• **Your objective**: Lay out all the entries below as a two-column CSV headed instruction and points, with one row per entry. Put each entry's text and its answer in a single quoted field apiece, turning any line breaks into spaces.

# start of Record list

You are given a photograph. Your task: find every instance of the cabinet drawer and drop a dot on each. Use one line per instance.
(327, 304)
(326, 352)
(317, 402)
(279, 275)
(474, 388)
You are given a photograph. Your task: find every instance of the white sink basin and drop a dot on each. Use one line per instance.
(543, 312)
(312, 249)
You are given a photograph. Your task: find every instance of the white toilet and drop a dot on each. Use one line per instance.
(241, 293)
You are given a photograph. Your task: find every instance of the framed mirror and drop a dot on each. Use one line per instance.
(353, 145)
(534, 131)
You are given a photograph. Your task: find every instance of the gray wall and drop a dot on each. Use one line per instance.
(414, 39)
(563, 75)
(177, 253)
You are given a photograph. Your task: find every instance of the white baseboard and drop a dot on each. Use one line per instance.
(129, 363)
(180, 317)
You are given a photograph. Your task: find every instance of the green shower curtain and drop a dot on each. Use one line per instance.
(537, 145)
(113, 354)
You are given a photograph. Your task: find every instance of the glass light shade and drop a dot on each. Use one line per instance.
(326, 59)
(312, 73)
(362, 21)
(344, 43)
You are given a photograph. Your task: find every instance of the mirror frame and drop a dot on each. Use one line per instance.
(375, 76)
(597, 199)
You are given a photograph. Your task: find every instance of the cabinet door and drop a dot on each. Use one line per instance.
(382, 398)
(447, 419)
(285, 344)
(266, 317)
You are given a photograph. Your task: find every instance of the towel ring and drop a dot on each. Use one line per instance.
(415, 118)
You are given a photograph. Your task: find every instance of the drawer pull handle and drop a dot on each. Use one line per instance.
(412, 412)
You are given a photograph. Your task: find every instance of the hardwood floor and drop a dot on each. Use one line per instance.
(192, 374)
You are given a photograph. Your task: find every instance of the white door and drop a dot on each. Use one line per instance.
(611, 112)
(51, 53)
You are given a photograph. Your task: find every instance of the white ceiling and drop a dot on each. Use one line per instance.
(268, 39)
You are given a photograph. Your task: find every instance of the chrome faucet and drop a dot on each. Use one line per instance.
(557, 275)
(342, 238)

# end of Record list

• **Written solution**:
instruction,points
"You are given a photograph. Your task: find every instance of the cabinet drawer and drop a dot on each. Use one line per instance.","(327, 304) (326, 352) (317, 402) (279, 275) (474, 388)"
"You are given a photograph. Your task: find every instance of the white sink basin and drop a dot on each. Use one line per instance.","(543, 312) (312, 249)"
"You are given a photograph. Your task: find every instance of the white toilet and drop a dot on each. Use one line per instance.","(241, 293)"
"You are given a photograph. Your task: find every instance of the framed mirror and drop a dot on each. Use one line per instance.","(353, 145) (534, 131)"
"You are given a photograph. Your task: find every instance of the gray wall and drop a dot on each. Use one line per instance.","(414, 39) (563, 75) (177, 253)"
"You are given a photograph. Your task: find every instance of the white baseboard and drop a dot on each. Use one line per instance.","(129, 363) (180, 317)"
"You are given a photograph. Your task: find every instance of the green shower curtain and drop a dot on each. Use one line per instance.","(537, 145) (113, 354)"
"You are given a photograph. Your task: find every instance of the glass light shade and drop a dot on each. Use one line per instance.","(326, 59) (312, 73) (362, 21) (344, 43)"
"You are given a photograph. Your task: find every instance of the mirror frame and drop a dot on each. Use one line per instance.","(375, 76) (597, 199)"
"You are given a photograph. Your task: find every instance of the cabinet door and drop a dot on each. Use one line per instance.","(382, 398) (447, 419) (285, 344) (266, 317)"
"You are given a photograph. Your task: find every instance of the towel ring and drop a dot on each. Use one line per instance.","(415, 118)"
"You are given a photograph. Your task: find every instance of the drawer pull handle and drop a dot on each. Use one line per instance.","(412, 412)"
"You are given a photograph. Your task: find every instance of the hardwood floor and drop a dot on each. Use one line per instance.","(192, 374)"
"You are given a photograph. Your task: find every instance of the white door and drop a dot on each. Use one line per instance.","(611, 112) (51, 53)"
"You are given a photograph. Your task: find every instance of the white ceiling and drop a dot on each. Use one line per instance.","(268, 39)"
"You are given a photograph. Your task: find every instance of the chrome faucet and drop a dot on each. Use one line per instance.","(557, 275) (342, 238)"